GIVEN REQUEST: State how many lines in the rows below contain the string "wall", treating uppercase and lowercase as different. Reply with only that number.

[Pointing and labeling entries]
┌──

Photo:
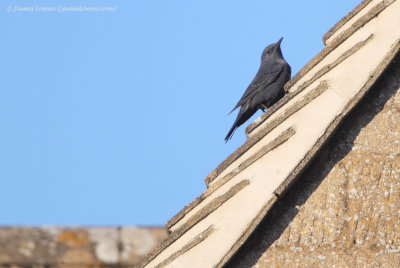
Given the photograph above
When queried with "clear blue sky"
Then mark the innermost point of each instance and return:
(116, 117)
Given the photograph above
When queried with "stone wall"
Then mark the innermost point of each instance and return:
(344, 211)
(66, 247)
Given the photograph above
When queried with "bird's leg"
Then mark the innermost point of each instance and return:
(263, 108)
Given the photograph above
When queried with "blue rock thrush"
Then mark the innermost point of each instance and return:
(266, 87)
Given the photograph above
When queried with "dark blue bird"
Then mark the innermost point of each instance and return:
(266, 87)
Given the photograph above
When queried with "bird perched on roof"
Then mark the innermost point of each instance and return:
(266, 88)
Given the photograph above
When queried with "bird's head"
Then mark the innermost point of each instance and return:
(273, 51)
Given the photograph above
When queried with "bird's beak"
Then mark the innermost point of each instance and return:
(279, 42)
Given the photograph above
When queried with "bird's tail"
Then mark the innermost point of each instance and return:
(231, 131)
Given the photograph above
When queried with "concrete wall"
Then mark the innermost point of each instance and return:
(69, 247)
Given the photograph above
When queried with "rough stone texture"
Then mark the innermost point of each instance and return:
(344, 211)
(76, 247)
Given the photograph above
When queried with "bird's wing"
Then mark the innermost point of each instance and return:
(262, 79)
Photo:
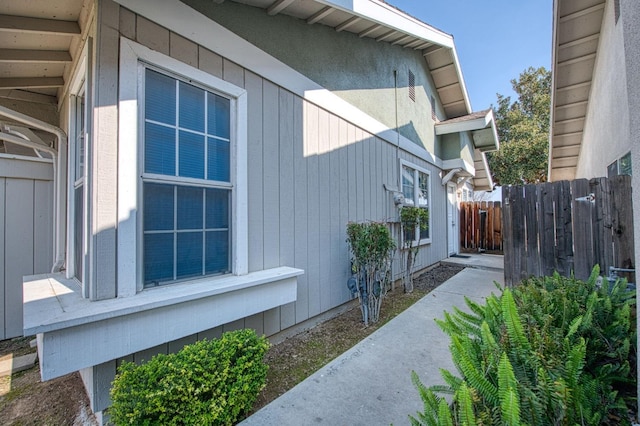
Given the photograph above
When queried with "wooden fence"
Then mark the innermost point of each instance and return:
(481, 226)
(567, 227)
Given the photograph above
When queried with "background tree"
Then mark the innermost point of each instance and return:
(523, 129)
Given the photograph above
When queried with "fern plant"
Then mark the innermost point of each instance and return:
(554, 350)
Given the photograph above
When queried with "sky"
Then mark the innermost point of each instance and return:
(495, 39)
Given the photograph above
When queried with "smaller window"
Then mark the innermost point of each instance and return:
(416, 188)
(412, 86)
(621, 166)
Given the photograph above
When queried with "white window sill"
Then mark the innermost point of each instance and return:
(75, 333)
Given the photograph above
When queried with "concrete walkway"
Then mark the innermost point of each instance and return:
(370, 384)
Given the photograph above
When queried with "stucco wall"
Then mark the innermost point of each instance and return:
(360, 70)
(466, 147)
(310, 173)
(606, 136)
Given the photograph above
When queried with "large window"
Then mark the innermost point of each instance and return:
(78, 112)
(416, 188)
(186, 180)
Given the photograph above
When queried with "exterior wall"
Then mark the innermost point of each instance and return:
(630, 19)
(26, 237)
(327, 57)
(310, 173)
(606, 137)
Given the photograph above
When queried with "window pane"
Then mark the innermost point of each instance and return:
(217, 209)
(218, 160)
(189, 256)
(424, 233)
(191, 107)
(77, 230)
(189, 208)
(217, 252)
(191, 155)
(407, 185)
(423, 190)
(160, 98)
(218, 119)
(158, 258)
(159, 150)
(158, 207)
(625, 164)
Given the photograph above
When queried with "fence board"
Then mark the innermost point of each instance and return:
(622, 222)
(547, 228)
(583, 235)
(481, 231)
(564, 258)
(531, 229)
(567, 227)
(507, 235)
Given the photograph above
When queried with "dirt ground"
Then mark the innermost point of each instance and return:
(25, 400)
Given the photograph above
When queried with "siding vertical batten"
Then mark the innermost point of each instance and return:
(287, 195)
(105, 153)
(3, 260)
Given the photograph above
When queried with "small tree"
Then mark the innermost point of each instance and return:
(372, 249)
(411, 219)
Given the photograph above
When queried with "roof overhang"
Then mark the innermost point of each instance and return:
(384, 23)
(482, 126)
(576, 34)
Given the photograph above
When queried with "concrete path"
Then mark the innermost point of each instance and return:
(370, 384)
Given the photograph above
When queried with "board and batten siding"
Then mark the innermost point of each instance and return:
(310, 172)
(26, 234)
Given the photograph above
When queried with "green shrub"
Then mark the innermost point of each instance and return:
(554, 350)
(211, 382)
(372, 249)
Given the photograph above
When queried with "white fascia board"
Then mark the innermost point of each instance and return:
(487, 169)
(461, 126)
(464, 126)
(392, 18)
(191, 24)
(459, 163)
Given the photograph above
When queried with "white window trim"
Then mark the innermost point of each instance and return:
(81, 81)
(417, 169)
(129, 262)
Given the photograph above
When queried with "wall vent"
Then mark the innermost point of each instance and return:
(433, 109)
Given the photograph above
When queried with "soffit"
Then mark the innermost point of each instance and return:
(576, 34)
(38, 42)
(386, 24)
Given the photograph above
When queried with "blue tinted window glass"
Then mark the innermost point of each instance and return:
(159, 150)
(217, 252)
(191, 155)
(191, 107)
(218, 116)
(218, 160)
(217, 215)
(189, 254)
(189, 207)
(160, 98)
(158, 207)
(158, 258)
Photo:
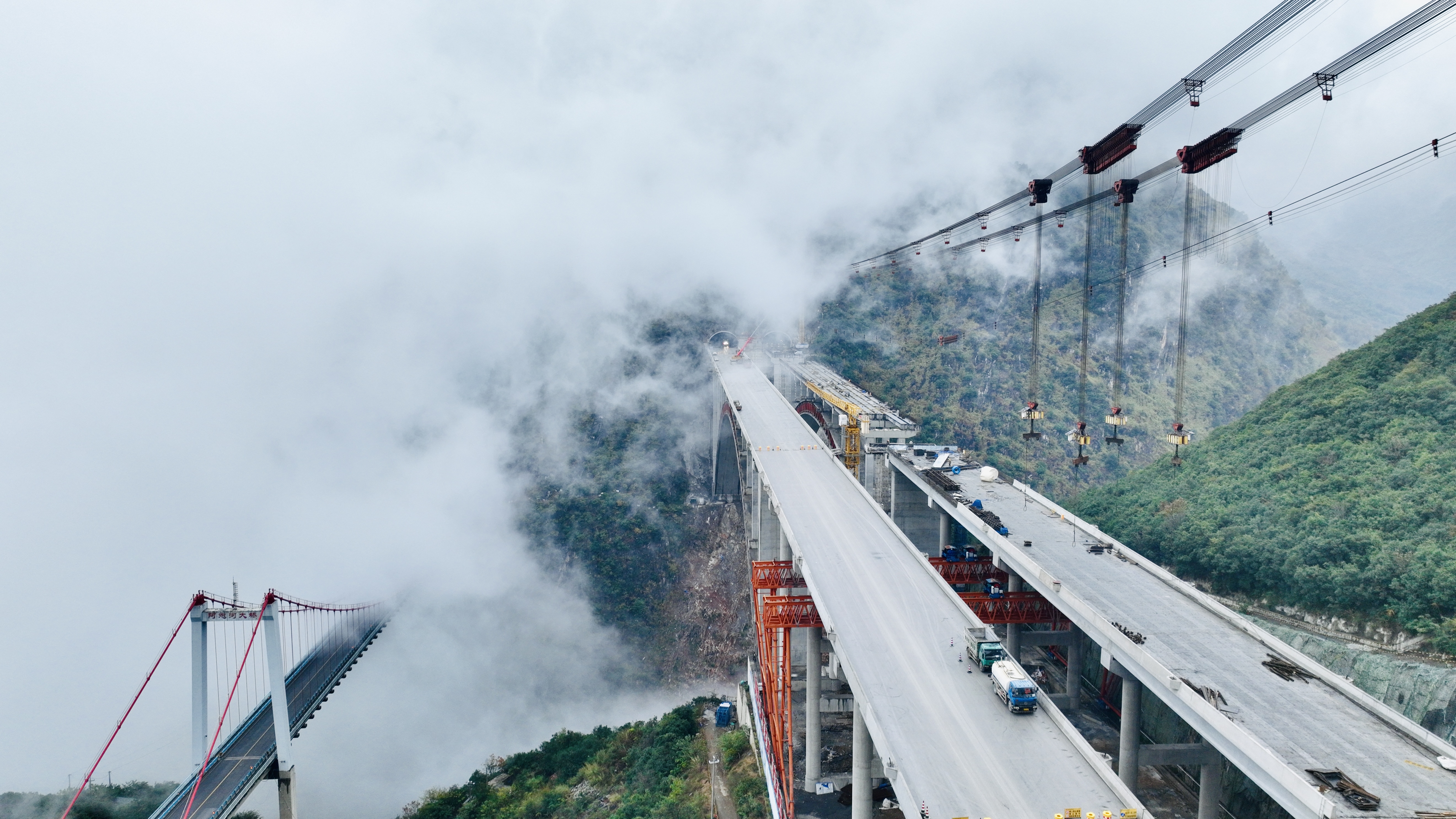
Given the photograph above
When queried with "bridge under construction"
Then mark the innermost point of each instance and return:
(848, 564)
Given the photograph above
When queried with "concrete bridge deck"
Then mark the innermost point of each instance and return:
(1270, 728)
(944, 738)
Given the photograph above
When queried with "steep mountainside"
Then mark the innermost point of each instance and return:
(609, 506)
(650, 770)
(1334, 495)
(1250, 331)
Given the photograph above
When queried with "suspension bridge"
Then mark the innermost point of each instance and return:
(248, 658)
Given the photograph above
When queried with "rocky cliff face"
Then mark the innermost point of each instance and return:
(1423, 691)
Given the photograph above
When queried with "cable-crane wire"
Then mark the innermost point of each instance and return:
(1123, 140)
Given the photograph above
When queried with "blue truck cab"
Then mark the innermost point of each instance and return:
(1014, 689)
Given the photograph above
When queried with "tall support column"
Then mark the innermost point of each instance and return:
(756, 521)
(277, 684)
(1211, 790)
(861, 805)
(1014, 629)
(1075, 671)
(199, 686)
(812, 713)
(1129, 739)
(286, 783)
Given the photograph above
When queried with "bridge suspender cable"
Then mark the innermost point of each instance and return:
(242, 664)
(1114, 419)
(1123, 139)
(196, 601)
(1179, 436)
(1080, 433)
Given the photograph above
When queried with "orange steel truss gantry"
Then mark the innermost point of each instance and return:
(778, 611)
(774, 617)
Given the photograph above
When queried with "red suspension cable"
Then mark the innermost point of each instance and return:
(212, 745)
(197, 599)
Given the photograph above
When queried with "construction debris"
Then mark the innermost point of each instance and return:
(1133, 636)
(1339, 782)
(1286, 670)
(1213, 696)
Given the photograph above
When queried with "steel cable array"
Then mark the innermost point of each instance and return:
(1253, 41)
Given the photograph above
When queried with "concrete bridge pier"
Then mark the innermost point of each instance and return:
(1129, 739)
(1211, 790)
(1014, 629)
(813, 734)
(1074, 671)
(861, 802)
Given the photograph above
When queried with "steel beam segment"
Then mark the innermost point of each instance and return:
(775, 575)
(1011, 608)
(965, 572)
(1259, 763)
(1247, 753)
(1371, 705)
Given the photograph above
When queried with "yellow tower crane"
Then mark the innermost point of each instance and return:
(851, 429)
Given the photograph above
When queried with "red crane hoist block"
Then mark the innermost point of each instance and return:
(790, 611)
(1122, 142)
(967, 570)
(1211, 152)
(1013, 607)
(1125, 190)
(775, 575)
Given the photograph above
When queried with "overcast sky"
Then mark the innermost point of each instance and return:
(257, 260)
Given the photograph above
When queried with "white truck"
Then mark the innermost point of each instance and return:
(985, 649)
(1014, 689)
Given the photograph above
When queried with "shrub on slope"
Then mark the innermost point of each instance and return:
(1337, 493)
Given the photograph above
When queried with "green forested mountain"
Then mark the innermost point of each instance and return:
(1337, 493)
(1250, 333)
(649, 770)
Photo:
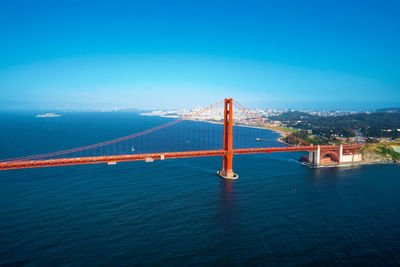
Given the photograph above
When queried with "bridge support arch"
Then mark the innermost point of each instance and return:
(227, 158)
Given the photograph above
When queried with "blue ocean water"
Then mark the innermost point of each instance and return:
(178, 212)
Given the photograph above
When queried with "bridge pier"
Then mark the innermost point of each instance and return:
(227, 172)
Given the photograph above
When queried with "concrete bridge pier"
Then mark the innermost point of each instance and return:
(314, 156)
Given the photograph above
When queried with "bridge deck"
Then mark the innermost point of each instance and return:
(135, 157)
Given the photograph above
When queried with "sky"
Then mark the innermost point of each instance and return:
(89, 55)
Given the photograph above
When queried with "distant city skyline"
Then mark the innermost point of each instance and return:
(330, 55)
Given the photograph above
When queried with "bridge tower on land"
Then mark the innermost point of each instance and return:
(227, 158)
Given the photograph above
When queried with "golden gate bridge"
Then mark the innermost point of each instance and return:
(226, 133)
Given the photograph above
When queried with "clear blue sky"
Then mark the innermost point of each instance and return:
(174, 54)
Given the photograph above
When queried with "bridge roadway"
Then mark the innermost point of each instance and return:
(8, 165)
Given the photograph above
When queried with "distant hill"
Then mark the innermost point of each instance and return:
(389, 110)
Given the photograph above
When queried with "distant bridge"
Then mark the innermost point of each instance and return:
(151, 144)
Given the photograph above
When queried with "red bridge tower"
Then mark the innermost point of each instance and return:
(227, 171)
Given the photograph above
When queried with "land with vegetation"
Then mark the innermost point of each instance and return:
(380, 131)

└──

THE RESULT: 5